> **Exercise prompt**
Write out nothing except the lines running from the one containing "Query: oval serving tray" to the last line of the data, exactly as they stand.

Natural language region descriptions
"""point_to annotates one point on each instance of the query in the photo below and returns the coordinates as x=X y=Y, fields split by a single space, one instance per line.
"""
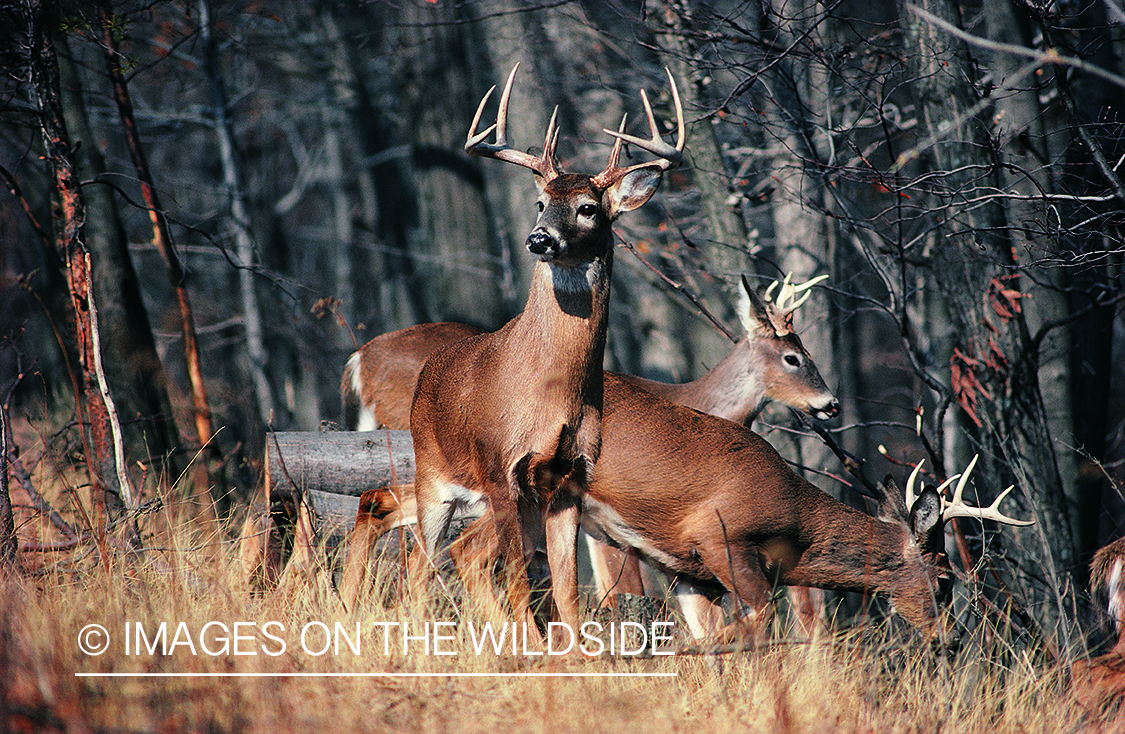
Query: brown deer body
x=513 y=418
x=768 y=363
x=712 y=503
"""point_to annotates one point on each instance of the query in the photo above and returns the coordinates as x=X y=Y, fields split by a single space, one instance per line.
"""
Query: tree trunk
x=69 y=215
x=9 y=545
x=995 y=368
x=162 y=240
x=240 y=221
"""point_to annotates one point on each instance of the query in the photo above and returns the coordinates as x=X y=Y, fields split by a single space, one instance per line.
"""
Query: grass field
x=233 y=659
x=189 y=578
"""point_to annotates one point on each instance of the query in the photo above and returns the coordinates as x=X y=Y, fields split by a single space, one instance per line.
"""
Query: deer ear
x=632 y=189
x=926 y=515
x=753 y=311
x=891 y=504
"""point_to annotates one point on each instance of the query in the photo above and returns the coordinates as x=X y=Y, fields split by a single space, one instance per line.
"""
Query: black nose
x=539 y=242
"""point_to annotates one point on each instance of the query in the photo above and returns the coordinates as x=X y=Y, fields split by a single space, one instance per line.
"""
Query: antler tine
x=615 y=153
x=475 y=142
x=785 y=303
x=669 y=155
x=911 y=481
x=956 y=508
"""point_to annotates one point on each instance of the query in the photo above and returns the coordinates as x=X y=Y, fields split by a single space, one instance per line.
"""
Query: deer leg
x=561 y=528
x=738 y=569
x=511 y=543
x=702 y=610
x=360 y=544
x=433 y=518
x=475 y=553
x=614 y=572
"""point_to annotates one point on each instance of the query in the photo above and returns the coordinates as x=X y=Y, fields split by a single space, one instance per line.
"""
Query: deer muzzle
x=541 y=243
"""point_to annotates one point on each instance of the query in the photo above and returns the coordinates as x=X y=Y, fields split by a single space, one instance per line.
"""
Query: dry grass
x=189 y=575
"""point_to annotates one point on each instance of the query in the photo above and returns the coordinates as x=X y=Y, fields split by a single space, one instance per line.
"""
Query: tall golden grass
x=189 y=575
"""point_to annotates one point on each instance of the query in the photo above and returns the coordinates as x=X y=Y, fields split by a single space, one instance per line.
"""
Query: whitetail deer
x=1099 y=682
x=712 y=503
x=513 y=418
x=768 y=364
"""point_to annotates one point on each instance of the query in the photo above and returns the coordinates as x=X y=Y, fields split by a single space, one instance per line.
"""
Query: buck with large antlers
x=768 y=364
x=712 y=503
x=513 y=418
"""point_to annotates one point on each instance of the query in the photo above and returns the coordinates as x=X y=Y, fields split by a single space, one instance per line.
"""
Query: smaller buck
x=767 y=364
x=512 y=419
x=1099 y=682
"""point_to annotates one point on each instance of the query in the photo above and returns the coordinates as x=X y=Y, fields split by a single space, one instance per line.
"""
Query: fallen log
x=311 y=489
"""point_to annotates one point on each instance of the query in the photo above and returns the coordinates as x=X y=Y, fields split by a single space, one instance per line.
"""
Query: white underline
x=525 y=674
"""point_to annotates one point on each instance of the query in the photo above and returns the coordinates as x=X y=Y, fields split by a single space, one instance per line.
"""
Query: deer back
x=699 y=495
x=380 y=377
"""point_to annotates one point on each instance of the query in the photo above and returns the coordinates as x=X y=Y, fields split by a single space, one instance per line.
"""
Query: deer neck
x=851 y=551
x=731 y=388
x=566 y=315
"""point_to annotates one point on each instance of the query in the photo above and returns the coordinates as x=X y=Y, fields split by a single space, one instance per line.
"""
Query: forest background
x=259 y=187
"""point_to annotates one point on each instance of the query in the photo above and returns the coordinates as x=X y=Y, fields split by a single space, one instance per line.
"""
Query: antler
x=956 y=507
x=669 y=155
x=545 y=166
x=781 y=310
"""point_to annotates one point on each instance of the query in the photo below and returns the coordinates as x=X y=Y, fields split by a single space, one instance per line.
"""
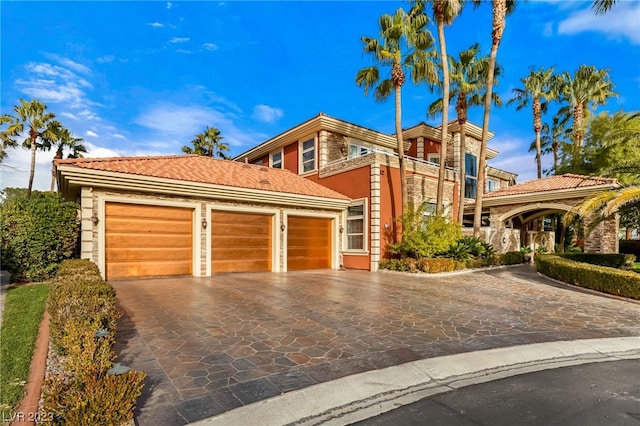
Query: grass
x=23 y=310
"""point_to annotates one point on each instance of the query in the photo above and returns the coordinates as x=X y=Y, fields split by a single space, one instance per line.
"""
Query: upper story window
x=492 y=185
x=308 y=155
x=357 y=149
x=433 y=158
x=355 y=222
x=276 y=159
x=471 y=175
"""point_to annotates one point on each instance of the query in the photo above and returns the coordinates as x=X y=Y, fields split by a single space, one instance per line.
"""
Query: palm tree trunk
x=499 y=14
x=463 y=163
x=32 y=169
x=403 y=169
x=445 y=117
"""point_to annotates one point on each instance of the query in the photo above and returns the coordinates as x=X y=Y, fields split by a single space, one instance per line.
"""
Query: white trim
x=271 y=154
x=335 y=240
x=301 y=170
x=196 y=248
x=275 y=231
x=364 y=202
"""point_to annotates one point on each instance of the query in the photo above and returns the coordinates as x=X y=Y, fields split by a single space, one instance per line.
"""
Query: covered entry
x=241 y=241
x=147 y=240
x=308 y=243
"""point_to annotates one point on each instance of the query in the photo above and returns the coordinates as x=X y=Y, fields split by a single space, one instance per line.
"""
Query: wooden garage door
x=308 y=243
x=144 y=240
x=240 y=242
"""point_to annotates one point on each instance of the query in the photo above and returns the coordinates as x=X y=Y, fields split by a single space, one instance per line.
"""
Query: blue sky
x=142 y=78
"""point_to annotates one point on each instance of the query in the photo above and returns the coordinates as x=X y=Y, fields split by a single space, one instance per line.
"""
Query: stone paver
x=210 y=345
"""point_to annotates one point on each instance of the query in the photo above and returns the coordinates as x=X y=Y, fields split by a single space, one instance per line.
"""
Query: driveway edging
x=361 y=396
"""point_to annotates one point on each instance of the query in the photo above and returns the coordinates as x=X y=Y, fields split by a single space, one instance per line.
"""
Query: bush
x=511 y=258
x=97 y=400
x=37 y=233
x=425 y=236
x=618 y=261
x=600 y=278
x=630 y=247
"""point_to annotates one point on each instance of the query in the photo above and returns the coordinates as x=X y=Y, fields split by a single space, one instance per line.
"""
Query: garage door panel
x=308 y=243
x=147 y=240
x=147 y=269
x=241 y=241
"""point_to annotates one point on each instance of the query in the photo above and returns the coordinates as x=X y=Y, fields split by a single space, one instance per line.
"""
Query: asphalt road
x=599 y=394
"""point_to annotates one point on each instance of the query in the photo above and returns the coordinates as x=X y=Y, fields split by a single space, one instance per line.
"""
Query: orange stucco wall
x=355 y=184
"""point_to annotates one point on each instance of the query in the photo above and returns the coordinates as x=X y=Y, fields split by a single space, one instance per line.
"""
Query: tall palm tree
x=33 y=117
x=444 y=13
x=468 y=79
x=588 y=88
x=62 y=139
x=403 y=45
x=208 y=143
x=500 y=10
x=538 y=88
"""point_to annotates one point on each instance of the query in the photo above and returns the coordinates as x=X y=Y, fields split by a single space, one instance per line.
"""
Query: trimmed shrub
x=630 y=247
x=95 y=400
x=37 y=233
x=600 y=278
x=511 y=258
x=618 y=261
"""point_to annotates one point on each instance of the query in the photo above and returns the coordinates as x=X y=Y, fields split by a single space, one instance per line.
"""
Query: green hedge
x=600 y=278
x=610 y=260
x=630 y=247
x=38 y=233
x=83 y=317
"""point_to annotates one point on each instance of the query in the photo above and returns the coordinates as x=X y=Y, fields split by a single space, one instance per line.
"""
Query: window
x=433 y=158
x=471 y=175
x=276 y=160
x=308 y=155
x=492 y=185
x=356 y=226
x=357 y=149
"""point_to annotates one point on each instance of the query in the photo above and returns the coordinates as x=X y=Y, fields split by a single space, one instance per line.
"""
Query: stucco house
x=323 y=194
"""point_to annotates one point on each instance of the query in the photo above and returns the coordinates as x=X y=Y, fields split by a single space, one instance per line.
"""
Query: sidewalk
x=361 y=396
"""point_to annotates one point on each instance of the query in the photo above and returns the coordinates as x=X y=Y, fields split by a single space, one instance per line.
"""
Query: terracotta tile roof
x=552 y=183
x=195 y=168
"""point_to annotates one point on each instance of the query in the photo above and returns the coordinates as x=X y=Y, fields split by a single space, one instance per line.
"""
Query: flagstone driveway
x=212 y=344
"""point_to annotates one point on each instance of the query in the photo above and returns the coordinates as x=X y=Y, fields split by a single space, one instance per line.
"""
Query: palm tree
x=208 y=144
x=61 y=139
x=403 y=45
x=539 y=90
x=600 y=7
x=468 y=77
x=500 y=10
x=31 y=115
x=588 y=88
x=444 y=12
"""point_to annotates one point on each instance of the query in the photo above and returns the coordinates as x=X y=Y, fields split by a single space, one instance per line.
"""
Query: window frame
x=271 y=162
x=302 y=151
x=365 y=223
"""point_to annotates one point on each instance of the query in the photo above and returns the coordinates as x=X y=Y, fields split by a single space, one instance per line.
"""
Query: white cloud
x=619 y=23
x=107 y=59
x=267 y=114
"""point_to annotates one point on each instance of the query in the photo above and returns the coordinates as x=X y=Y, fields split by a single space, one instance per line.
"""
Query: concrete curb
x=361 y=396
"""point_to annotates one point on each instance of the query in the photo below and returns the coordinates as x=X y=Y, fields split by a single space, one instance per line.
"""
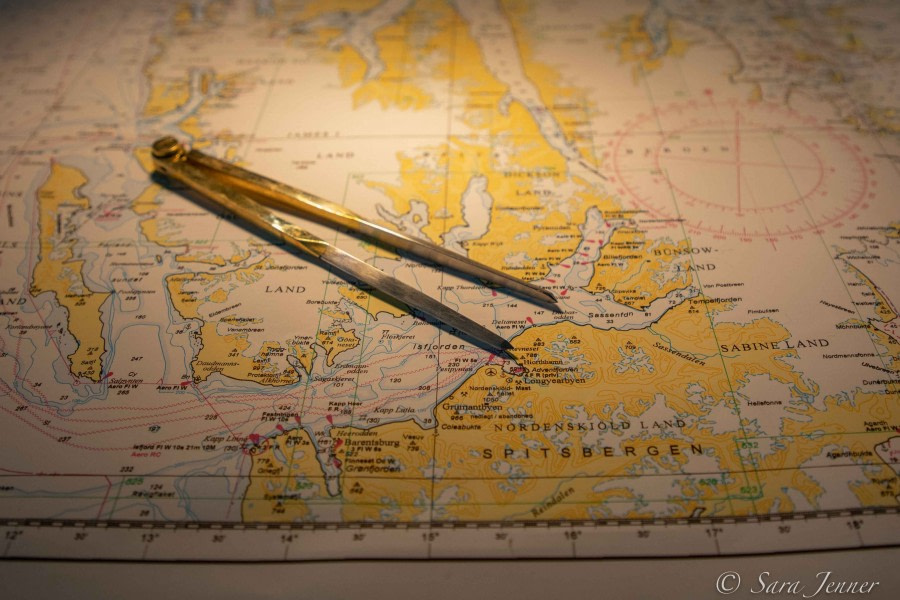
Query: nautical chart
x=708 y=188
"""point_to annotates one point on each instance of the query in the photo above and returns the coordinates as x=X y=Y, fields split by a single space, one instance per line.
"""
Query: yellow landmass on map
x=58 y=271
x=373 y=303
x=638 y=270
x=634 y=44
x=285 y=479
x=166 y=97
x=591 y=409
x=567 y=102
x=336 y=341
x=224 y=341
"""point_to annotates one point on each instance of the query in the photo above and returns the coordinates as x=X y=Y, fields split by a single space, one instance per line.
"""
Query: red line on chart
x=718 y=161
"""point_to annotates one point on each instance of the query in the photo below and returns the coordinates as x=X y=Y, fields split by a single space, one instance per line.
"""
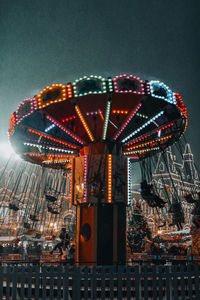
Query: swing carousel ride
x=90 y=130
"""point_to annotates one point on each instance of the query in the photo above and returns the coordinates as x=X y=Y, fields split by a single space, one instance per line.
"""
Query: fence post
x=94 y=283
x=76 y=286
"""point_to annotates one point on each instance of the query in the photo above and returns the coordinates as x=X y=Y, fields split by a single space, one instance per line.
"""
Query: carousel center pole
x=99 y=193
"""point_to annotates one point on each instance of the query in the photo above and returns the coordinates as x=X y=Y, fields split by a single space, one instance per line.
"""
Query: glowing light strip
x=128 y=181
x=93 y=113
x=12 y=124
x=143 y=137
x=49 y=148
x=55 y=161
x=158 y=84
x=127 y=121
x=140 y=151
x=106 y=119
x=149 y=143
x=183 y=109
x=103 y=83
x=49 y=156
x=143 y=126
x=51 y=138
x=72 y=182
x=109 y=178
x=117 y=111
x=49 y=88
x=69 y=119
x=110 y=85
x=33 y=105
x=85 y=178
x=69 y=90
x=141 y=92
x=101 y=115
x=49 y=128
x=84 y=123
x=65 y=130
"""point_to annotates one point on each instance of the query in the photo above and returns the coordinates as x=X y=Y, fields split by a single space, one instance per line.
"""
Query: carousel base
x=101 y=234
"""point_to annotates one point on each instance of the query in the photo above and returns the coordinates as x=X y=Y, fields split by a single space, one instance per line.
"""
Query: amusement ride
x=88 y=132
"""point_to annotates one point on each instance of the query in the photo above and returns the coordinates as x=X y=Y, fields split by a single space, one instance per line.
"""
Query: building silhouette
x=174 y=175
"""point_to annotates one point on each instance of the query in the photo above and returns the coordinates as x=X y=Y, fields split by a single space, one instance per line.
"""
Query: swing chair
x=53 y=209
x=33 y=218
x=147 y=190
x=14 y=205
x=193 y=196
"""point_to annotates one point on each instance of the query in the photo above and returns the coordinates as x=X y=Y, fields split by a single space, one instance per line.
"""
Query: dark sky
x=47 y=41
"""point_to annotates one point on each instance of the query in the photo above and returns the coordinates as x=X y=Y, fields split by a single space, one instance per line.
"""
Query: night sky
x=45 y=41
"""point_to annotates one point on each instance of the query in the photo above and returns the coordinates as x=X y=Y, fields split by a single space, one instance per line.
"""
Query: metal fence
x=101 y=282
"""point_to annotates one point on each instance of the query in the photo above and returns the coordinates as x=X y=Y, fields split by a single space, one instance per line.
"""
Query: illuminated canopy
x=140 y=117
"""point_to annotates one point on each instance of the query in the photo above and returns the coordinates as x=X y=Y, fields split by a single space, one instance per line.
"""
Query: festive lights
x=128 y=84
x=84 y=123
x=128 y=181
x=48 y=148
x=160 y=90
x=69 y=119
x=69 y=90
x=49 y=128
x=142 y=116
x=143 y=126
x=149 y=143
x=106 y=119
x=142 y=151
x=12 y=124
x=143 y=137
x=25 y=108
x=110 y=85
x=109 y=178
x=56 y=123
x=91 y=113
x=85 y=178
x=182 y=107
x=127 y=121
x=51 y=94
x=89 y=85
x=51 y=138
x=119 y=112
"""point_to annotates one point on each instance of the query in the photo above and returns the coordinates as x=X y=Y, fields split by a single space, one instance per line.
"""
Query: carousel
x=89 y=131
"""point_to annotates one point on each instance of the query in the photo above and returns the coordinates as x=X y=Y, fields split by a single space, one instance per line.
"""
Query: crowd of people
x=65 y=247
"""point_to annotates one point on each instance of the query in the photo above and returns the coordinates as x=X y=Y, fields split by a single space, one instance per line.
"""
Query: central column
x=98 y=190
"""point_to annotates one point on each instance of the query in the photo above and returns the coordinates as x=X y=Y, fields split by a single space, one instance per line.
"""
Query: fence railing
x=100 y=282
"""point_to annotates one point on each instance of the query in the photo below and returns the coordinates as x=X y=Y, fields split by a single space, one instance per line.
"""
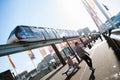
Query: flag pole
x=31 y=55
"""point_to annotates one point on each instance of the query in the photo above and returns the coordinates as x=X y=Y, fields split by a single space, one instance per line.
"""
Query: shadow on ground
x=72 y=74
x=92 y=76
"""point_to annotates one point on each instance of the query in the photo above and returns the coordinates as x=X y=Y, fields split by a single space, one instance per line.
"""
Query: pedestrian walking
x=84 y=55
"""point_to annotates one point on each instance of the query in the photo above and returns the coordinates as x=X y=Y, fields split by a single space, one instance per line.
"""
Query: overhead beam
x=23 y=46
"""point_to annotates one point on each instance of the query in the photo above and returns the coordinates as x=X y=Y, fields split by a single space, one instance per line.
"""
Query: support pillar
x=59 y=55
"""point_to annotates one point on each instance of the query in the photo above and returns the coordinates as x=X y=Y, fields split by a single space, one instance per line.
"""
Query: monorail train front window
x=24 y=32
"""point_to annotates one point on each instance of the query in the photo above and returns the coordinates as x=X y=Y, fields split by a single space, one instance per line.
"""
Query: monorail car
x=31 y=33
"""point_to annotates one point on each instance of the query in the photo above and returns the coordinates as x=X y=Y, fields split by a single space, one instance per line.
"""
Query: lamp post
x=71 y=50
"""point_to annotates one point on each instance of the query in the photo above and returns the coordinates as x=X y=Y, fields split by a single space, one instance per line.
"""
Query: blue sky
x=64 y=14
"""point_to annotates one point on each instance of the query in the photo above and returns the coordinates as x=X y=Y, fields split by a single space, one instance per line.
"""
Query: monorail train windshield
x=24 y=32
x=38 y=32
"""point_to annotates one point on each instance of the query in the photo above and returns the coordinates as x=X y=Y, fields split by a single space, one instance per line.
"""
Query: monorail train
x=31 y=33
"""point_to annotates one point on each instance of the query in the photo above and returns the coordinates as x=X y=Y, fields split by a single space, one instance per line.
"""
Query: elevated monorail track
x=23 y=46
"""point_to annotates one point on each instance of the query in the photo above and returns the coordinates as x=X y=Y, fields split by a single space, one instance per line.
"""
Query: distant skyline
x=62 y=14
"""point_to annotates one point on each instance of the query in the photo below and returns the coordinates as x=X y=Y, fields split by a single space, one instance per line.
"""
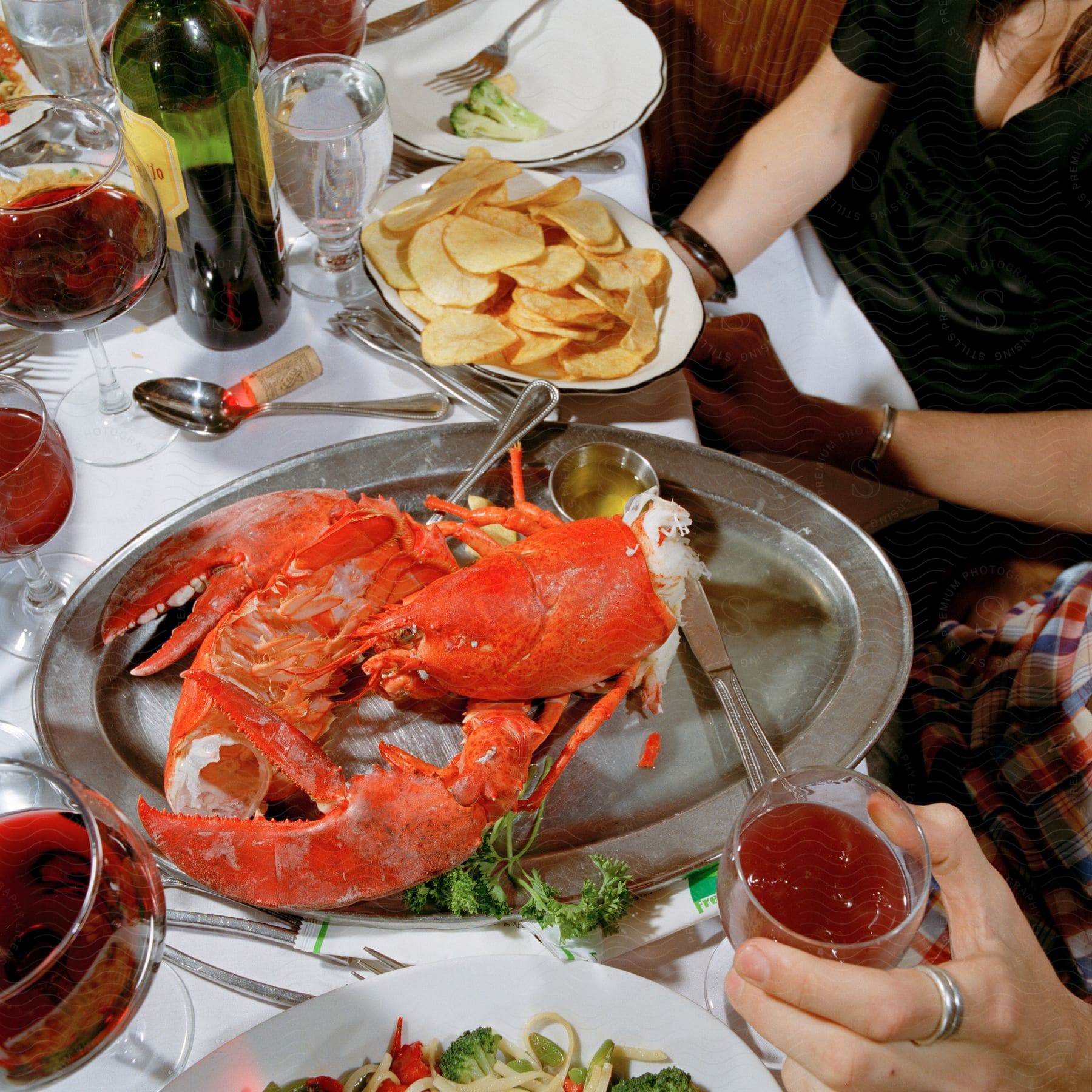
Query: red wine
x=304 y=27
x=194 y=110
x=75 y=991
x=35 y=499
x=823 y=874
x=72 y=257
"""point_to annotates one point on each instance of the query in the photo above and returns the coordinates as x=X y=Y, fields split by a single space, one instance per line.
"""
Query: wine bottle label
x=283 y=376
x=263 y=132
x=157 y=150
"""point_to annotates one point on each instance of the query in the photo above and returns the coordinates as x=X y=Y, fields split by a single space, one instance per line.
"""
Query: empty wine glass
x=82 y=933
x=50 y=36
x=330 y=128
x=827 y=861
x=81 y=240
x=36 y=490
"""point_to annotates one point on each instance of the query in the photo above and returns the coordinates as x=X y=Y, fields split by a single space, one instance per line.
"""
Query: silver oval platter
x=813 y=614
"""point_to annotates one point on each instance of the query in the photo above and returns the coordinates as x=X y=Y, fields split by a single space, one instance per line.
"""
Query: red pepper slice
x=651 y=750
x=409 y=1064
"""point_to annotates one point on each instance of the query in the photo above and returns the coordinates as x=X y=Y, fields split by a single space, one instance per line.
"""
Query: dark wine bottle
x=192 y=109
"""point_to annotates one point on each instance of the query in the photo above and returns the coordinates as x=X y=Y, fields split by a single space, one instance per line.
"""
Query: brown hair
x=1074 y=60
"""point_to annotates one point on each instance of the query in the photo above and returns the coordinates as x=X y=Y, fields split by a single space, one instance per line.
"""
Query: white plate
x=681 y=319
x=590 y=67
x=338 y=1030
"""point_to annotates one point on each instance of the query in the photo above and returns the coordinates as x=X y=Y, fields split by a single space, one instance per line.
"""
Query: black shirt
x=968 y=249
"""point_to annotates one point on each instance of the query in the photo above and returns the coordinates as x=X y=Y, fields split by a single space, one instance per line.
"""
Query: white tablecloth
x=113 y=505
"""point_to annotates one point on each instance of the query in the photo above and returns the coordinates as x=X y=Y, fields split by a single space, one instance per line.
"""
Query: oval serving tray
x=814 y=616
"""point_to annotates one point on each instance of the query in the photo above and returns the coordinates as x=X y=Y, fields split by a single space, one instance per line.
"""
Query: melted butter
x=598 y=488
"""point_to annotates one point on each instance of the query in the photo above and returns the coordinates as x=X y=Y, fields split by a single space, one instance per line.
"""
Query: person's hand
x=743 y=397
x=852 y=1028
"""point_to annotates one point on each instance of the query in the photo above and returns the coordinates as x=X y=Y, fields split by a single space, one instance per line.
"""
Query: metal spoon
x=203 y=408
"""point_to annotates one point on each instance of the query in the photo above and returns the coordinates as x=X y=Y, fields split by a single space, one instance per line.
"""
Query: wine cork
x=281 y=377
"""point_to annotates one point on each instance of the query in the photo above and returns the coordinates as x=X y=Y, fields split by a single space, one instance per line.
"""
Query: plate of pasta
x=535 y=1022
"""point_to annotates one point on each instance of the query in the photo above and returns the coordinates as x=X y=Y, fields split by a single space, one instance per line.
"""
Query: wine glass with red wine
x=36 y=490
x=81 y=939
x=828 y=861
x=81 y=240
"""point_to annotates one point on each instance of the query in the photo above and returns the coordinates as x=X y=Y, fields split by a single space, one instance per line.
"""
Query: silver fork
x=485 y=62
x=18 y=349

> **Your response**
Query: oval serving tray
x=814 y=616
"""point_to annotates one point on each instance of the query in the photo above and returns the coordinates as x=X y=Y, fields split by a single space, one instance per line.
"""
Query: melted butter
x=598 y=488
"""point_to annotates one point on each instance of the query in the photo above and returns the coordinates as x=X y=Y, fields split by a single space, one instance per line.
"""
Query: person's hand
x=743 y=397
x=852 y=1028
"""point_to annotates one point on each instance of the query in the photo above and returns the coordinates as x=X y=Y, fields split by a single space, one instance per line.
"""
Query: metal spoon
x=203 y=408
"""point_to annotates one point on each instance of the query in the photo above and returns the coordinates as x=X y=Y, fields split by a single space, one instance per line.
"""
Query: wine cork
x=281 y=377
"""point_to annotates one point on each instance of the query in the photo above and returns the coordinates as x=X y=Y, fields split by a single space, one instance per line.
"""
Query: plate of pasta
x=535 y=1022
"""point_to annotates one point on each instance of the query in the photo above and returns the coordinates as x=X y=Y, fields split by a single space, one instance per line.
"""
Query: wine glass with red wine
x=36 y=490
x=81 y=939
x=828 y=861
x=81 y=240
"""point_to annotates one point on each instance of the query in the photo above and returns the coordinates as x=X y=Y, fields split by a single space, one instance per line.
"""
Query: silver fork
x=485 y=62
x=18 y=349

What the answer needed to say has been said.